Segmentation mask data →
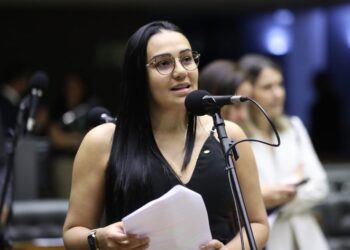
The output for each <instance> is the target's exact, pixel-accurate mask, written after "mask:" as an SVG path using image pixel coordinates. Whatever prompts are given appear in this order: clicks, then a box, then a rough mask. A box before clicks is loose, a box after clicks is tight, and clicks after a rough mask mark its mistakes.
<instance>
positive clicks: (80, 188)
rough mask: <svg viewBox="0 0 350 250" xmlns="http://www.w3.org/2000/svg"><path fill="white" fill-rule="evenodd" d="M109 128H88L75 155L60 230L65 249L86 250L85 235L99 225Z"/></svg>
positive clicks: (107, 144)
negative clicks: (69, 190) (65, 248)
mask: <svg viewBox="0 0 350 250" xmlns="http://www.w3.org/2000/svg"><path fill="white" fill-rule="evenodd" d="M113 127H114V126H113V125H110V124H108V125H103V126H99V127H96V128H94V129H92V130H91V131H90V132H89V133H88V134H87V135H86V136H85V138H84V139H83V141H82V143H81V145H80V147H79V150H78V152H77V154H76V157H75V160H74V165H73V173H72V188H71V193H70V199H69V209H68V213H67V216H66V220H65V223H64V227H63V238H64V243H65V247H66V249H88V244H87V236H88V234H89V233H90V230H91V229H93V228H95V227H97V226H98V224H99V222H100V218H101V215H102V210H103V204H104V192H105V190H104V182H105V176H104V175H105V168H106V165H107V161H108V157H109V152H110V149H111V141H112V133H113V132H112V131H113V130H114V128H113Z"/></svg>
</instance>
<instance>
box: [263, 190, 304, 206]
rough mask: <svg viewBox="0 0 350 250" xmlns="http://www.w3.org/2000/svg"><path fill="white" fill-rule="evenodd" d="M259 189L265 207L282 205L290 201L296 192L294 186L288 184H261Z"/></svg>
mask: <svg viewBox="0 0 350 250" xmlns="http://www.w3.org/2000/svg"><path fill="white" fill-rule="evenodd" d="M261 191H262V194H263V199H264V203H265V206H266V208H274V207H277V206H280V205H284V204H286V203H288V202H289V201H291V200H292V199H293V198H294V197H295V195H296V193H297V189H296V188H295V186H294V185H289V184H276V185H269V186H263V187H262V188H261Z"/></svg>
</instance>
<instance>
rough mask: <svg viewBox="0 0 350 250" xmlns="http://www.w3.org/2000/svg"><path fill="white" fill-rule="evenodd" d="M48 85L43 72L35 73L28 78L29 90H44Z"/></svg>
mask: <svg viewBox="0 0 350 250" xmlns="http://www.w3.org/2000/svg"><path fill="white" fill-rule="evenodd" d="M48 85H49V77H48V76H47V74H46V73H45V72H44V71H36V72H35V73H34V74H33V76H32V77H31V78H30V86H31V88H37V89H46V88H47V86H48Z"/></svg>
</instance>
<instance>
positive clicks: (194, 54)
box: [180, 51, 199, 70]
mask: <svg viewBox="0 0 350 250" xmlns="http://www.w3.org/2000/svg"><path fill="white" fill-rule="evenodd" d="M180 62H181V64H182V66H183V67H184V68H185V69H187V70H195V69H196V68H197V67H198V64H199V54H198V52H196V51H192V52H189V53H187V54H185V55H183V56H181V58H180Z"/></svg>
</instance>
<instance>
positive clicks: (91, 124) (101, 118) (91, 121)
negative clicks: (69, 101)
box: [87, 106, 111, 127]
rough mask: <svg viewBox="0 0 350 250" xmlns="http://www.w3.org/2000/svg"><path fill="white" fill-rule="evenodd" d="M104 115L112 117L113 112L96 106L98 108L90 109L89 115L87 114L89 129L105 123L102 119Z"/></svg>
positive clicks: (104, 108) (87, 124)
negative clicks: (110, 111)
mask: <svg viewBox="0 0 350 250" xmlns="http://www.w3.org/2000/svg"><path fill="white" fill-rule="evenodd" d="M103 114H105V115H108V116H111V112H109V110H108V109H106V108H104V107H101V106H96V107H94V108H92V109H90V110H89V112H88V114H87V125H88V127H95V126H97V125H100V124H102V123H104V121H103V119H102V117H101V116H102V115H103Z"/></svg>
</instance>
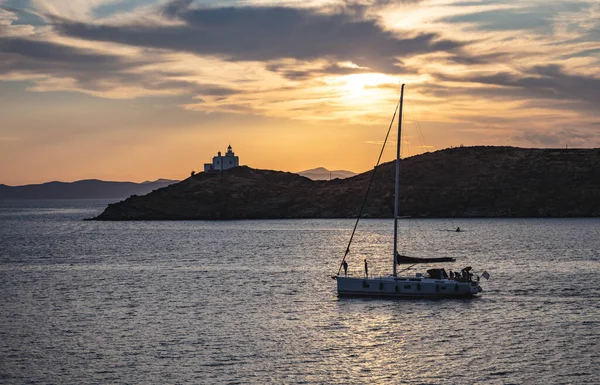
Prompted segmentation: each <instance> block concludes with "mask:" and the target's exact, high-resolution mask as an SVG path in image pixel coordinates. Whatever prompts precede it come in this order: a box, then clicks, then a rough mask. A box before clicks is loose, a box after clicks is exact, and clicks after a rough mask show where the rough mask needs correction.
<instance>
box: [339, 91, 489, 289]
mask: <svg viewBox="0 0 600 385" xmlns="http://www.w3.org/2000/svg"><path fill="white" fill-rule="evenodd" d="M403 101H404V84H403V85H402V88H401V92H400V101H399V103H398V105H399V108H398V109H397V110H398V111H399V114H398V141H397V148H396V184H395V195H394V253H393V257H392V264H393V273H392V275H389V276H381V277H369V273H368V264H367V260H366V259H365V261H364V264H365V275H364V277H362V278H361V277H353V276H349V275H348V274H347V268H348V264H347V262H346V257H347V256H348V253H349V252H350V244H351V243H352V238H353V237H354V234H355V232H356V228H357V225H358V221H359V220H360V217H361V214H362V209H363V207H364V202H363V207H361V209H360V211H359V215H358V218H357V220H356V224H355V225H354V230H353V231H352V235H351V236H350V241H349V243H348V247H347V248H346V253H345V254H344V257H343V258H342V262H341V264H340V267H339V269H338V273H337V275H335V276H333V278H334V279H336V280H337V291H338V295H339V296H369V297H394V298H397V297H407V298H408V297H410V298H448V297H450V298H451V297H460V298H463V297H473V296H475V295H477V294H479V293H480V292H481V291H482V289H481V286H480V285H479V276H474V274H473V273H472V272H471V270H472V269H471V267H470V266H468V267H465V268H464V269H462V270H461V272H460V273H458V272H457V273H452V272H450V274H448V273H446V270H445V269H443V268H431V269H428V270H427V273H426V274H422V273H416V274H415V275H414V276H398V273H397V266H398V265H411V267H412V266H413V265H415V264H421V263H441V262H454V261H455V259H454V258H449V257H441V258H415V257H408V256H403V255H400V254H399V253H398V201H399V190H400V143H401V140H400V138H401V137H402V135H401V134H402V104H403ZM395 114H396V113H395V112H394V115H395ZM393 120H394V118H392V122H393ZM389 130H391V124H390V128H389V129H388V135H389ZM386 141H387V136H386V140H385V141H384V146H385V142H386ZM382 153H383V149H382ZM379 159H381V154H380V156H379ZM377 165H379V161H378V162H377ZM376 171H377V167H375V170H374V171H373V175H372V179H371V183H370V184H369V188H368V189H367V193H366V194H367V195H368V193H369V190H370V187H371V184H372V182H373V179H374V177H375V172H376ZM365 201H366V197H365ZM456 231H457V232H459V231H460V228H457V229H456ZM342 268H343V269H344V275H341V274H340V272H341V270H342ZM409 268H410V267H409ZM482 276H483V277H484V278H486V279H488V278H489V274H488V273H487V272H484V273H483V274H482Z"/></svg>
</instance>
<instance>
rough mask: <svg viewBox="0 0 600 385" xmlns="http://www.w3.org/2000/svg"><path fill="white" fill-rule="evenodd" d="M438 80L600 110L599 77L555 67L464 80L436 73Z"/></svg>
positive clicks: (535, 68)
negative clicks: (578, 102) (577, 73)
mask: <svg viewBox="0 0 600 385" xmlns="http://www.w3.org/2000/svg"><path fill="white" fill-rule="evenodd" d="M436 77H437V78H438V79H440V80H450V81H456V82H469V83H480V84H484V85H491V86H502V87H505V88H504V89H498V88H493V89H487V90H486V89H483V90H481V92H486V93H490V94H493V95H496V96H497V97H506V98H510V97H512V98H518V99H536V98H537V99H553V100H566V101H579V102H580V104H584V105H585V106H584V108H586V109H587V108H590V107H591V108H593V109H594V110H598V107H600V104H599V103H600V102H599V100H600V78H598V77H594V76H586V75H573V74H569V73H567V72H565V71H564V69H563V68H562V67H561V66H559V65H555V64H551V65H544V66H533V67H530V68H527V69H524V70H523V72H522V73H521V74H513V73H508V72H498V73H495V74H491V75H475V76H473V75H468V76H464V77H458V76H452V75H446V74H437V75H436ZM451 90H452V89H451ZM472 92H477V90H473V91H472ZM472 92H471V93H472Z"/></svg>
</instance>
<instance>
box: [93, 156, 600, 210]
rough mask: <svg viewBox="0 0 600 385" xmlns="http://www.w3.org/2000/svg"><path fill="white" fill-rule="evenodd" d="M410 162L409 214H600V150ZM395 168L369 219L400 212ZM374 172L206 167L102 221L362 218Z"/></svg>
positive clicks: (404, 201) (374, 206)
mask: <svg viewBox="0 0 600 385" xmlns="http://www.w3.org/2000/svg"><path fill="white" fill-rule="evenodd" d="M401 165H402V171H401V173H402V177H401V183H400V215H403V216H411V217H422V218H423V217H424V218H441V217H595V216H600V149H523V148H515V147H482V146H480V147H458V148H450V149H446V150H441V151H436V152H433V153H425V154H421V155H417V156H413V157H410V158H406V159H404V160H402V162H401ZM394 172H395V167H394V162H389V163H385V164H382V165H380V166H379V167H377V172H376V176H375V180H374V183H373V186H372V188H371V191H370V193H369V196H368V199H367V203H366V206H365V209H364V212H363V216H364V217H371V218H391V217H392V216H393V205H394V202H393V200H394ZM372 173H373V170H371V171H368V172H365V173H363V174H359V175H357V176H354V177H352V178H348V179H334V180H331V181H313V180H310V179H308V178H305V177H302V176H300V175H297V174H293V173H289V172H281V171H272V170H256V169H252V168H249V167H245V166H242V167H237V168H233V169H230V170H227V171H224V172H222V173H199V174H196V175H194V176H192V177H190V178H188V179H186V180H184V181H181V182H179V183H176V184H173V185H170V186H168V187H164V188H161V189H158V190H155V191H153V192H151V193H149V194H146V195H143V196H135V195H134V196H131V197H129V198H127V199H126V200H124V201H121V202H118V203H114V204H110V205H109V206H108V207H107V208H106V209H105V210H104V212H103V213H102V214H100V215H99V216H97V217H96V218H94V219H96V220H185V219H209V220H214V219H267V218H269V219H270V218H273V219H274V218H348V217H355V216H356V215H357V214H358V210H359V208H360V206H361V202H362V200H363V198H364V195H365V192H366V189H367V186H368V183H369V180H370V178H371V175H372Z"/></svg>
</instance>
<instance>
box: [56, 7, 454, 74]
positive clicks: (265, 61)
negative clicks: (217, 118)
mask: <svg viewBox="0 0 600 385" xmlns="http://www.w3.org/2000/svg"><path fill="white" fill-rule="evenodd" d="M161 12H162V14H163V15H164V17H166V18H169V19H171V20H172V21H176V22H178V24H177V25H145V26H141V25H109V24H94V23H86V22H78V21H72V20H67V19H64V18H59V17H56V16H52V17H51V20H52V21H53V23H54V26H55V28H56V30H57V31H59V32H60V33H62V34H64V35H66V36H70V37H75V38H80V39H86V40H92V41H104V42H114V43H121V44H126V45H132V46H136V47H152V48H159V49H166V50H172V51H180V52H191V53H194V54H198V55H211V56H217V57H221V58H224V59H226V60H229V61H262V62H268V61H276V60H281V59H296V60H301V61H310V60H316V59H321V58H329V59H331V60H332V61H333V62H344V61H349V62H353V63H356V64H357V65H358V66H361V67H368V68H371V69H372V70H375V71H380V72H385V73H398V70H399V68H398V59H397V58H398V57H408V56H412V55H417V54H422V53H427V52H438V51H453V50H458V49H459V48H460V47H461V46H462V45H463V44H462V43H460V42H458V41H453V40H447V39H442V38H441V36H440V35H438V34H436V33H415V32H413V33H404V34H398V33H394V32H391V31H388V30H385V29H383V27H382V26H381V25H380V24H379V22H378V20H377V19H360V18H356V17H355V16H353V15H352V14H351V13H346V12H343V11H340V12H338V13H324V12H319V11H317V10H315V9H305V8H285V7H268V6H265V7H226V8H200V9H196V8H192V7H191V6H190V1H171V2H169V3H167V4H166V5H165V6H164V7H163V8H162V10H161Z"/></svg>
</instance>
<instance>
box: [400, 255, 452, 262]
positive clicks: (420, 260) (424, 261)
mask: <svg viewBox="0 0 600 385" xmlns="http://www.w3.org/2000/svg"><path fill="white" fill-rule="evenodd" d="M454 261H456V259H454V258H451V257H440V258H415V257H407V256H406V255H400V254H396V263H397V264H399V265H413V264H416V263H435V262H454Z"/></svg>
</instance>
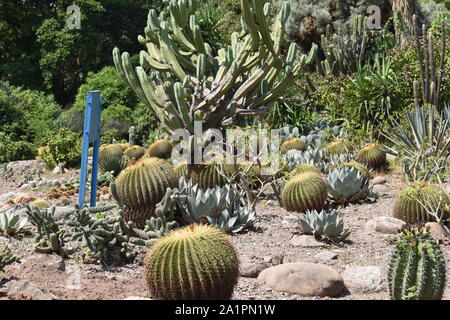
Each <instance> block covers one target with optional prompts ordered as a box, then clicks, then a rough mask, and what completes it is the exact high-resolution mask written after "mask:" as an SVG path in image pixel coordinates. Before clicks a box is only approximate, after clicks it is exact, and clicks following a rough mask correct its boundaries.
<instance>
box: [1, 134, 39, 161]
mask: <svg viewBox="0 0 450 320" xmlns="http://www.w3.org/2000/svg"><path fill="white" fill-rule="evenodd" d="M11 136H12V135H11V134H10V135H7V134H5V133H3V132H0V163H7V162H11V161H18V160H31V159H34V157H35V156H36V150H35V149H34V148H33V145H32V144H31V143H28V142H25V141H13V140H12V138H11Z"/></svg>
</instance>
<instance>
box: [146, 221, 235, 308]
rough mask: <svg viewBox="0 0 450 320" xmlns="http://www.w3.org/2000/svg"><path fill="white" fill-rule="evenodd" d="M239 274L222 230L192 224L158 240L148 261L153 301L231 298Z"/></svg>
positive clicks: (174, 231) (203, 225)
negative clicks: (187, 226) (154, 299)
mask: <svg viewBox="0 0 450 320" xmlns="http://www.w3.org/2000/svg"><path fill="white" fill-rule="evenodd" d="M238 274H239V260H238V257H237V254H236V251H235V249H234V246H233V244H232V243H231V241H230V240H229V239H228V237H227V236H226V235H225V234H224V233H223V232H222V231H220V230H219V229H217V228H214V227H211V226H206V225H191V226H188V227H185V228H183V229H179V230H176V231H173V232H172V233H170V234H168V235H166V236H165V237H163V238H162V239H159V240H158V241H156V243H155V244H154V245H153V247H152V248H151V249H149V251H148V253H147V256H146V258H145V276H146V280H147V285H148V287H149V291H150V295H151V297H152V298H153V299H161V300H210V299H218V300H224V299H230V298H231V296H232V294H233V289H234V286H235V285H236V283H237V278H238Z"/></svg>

Request → Please update the listing from its first line through the line containing "positive clicks: (107, 144)" by replacing "rough mask" with "coarse mask" and leaving everything else unchanged. Return only those lines, without the pictures.

Task answer →
The output for each <instance> is the target's exact, pixel-accurate mask, written after "mask:" as an SVG path using image pixel coordinates. Whatever prompts are given appear in this order: clicks, then a box, then a coarse mask. A box before clicks is loose, a box after clicks is tight, and clicks after a coarse mask mark its mistakes.
<instance>
positive clicks: (80, 188)
coarse mask: <svg viewBox="0 0 350 250" xmlns="http://www.w3.org/2000/svg"><path fill="white" fill-rule="evenodd" d="M109 128H88L75 155L60 230L65 249L86 250L85 235L99 225Z"/></svg>
positive clicks: (107, 144)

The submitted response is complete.